**Aufgaben**
**a.** Prüfe anhand des Textes über Max Frisch, ob die folgenden Aussagen stimmen. Antworte jeweils mit Ja oder Nein und zitiere die entscheidenden Worte wörtlich: (i) Frisch hat vor diesem Tagebuch schon zwei Tagebücher geführt und veröffentlicht. (ii) Frisch wollte in seinen Tagebüchern festhalten, was er den Tag über getan hatte. (iii) Die Unterkunft in Manhattan ist bereits fertig eingerichtet.
**b.** Schreib den Text über Max Frisch von „Max Frisch entschließt“ bis einschließlich „Verknappung drängender Prosaist.“ neu und tausche dabei „Schriftsteller“ gegen „Autor“ aus.

**Lesetext**
»Hänge ich am Leben?«

Max Frisch und sein drittes Tagebuch: das Dokument seines Alterns

  • Klaus Bellin
  • Lesedauer: 7 Min.

Wieder einmal New York. Er kennt die Stadt seit drei Jahrzehnten, er war oft genug hier, und er hat in Manhattan nun sogar eine Unterkunft, die er bei seinen Besuchen nutzen kann, auch wenn sie noch nicht fertig eingerichtet ist. Jetzt, 1982, sitzt er draußen auf der Feuertreppe, gleich wird er ein Blatt in die Maschine spannen, den Augenblick festhalten.

Max Frisch entschließt sich noch einmal zu einem Tagebuch. Zwei hat er bisher geführt und auch publiziert: 1950, 1972. Tagebücher im herkömmlichen Sinn, wie etwa Thomas Mann sie hinterließ mit peniblen Eintragungen noch über banalste Verrichtungen, waren beide nicht, auch keine intimen Journale. Frisch wollte nicht dokumentieren, was er den Tag über getrieben, gedacht, gemeint hatte, er war auch nicht aufs Beichten erpicht. Ihn reizte vor allem die Möglichkeit, sich literarisch auszudrücken, Gedanken, Beobachtungen, Begegnungen, Einfälle, auch die Grundrisse künftiger Arbeiten zu fixieren, nicht rasch, flüchtig und gewissermaßen nebenbei. Nein, hier war der Schriftsteller am Werk, der in den Tagebüchern ein Terrain fand, um sich als Erzähler zu schulen, als strenger, zu kunstvoller Verknappung drängender Prosaist.

**Datenteil**
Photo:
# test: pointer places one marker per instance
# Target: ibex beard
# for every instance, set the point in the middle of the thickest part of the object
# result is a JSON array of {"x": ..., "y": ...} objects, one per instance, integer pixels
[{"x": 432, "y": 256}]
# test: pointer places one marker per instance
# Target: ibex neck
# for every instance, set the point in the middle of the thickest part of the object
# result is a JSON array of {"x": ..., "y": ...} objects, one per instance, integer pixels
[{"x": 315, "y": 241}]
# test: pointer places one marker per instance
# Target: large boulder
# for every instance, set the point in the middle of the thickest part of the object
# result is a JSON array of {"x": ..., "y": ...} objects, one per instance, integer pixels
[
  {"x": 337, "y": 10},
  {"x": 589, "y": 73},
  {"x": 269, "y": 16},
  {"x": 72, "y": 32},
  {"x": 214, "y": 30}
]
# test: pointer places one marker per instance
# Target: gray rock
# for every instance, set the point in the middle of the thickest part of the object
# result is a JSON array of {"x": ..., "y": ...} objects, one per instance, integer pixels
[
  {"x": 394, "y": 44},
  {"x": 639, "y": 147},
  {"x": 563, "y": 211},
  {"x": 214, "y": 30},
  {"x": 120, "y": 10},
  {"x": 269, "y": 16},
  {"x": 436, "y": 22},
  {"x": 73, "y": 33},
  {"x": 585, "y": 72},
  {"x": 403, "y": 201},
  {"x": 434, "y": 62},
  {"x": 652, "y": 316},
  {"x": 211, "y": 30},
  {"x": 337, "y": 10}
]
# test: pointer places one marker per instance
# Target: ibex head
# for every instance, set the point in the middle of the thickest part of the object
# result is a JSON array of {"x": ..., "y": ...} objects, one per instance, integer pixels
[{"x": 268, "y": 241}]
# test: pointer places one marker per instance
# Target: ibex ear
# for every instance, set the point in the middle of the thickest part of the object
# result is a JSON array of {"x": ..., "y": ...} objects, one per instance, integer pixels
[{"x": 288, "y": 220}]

**Lösungen**
**a.**
(i) Ja: „Zwei hat er bisher geführt und auch publiziert: 1950, 1972.“
(ii) Nein: „Frisch wollte nicht dokumentieren, was er den Tag über getrieben, gedacht, gemeint hatte“
(iii) Nein: „auch wenn sie noch nicht fertig eingerichtet ist“

**b.**
Max Frisch entschließt sich noch einmal zu einem Tagebuch. Zwei hat er bisher geführt und auch publiziert: 1950, 1972. Tagebücher im herkömmlichen Sinn, wie etwa Thomas Mann sie hinterließ mit peniblen Eintragungen noch über banalste Verrichtungen, waren beide nicht, auch keine intimen Journale. Frisch wollte nicht dokumentieren, was er den Tag über getrieben, gedacht, gemeint hatte, er war auch nicht aufs Beichten erpicht. Ihn reizte vor allem die Möglichkeit, sich literarisch auszudrücken, Gedanken, Beobachtungen, Begegnungen, Einfälle, auch die Grundrisse künftiger Arbeiten zu fixieren, nicht rasch, flüchtig und gewissermaßen nebenbei. Nein, hier war der Autor am Werk, der in den Tagebüchern ein Terrain fand, um sich als Erzähler zu schulen, als strenger, zu kunstvoller Verknappung drängender Prosaist.